--- Stated exercise ---
Convert the lines of the entries below into a JSON list of strings, one string per line, leaving out any blank lines.

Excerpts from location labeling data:

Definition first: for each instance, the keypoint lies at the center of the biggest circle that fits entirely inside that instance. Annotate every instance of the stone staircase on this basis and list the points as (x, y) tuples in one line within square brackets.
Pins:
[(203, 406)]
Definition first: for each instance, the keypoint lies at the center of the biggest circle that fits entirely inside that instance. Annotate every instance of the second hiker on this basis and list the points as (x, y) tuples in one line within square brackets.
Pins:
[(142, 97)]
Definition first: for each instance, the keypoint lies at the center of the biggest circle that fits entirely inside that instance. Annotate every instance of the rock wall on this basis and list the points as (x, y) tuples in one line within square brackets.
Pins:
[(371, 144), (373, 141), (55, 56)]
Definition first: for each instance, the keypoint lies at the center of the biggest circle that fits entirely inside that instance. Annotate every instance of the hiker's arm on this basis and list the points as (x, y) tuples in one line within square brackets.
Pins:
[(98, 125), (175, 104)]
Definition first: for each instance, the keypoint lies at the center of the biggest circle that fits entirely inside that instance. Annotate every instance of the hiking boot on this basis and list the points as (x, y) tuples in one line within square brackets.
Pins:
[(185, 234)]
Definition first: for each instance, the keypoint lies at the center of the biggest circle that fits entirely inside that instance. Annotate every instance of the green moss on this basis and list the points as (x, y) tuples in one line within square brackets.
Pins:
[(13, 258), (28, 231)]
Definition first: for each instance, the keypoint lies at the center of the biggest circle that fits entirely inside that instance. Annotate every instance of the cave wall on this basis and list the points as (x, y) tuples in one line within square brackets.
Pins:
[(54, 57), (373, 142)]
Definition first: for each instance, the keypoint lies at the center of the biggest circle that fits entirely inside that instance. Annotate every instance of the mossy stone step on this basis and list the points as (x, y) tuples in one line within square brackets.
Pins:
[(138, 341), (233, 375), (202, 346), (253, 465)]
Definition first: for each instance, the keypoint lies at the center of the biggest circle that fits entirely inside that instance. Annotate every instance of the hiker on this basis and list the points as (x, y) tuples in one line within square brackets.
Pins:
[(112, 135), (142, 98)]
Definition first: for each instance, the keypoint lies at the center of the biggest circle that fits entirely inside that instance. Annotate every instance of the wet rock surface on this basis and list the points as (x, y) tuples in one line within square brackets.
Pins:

--- Completed task ---
[
  "Definition first: for each instance, the keypoint lies at the center of the biggest circle that fits entirely inside that instance. Annotate every instance of the stone staircase on this basis and list the points as (x, y) tuples in one line within square brackets.",
  "Pins:",
  "[(203, 406)]",
  "Definition first: for each instance, the keypoint lies at the center of the biggest circle that fits entirely inside that instance. Annotate every instance of the second hiker on this basis and list the points as (x, y) tuples in one line within square brackets.",
  "Pins:",
  "[(142, 97)]",
  "Definition first: for each instance, the keypoint lies at the center of the biggest circle that fits entirely inside that instance. Annotate every instance of the rock wall on this basis and list the points as (x, y) tuples in one line within square brackets.",
  "Pins:",
  "[(371, 144), (373, 141), (55, 56)]",
  "Definition first: for each instance, the keypoint lies at the center of the biggest circle that fits entirely inside that instance. Annotate every instance of the hiker's arm on this basis and list the points as (x, y) tuples in one line within square brackets.",
  "Pins:",
  "[(98, 125), (175, 104)]",
  "Definition first: for each instance, the keypoint lies at the center of the biggest circle that fits entirely inside that instance. Annotate every instance of the hiking boot on this basis and list the points as (x, y) tuples in one line within square brackets.",
  "Pins:",
  "[(185, 234)]",
  "Definition first: for each instance, the keypoint lies at the center of the biggest circle that fits entirely inside that instance. Annotate every instance of the green moss on this basis and list the points as (x, y) tuples in one line within square brackets.",
  "Pins:",
  "[(13, 258), (28, 231)]",
  "Definition first: for each instance, the keypoint lies at the center of the biggest circle that fits entirely inside that instance. Annotate every instance of the cave wall on this basis and list the points as (x, y) tuples in one line within square brackets.",
  "Pins:",
  "[(54, 57), (373, 142)]",
  "Definition first: for each instance, the keypoint lies at the center of the biggest circle that fits entirely inside that instance. Annotate every instance of the mossy stone step on this basis and list the points as (x, y) tuples in one line within square brackets.",
  "Pins:",
  "[(138, 341), (233, 375), (202, 346), (253, 465)]",
  "Definition first: for each instance, the keypoint lies at the center of the biggest circle that fits entirely inside that instance. Annotate every instance of the hiker on this basis and list the points as (x, y) tuples in one line within square brackets.",
  "Pins:",
  "[(112, 135), (142, 98)]",
  "Definition first: for each instance, the keypoint lies at the center of the biggest circle that fits entirely inside that instance. Annotate every instance of the wet rock surface on this basis and list the points as (x, y) tuples in one line within square brackets.",
  "Pins:"
]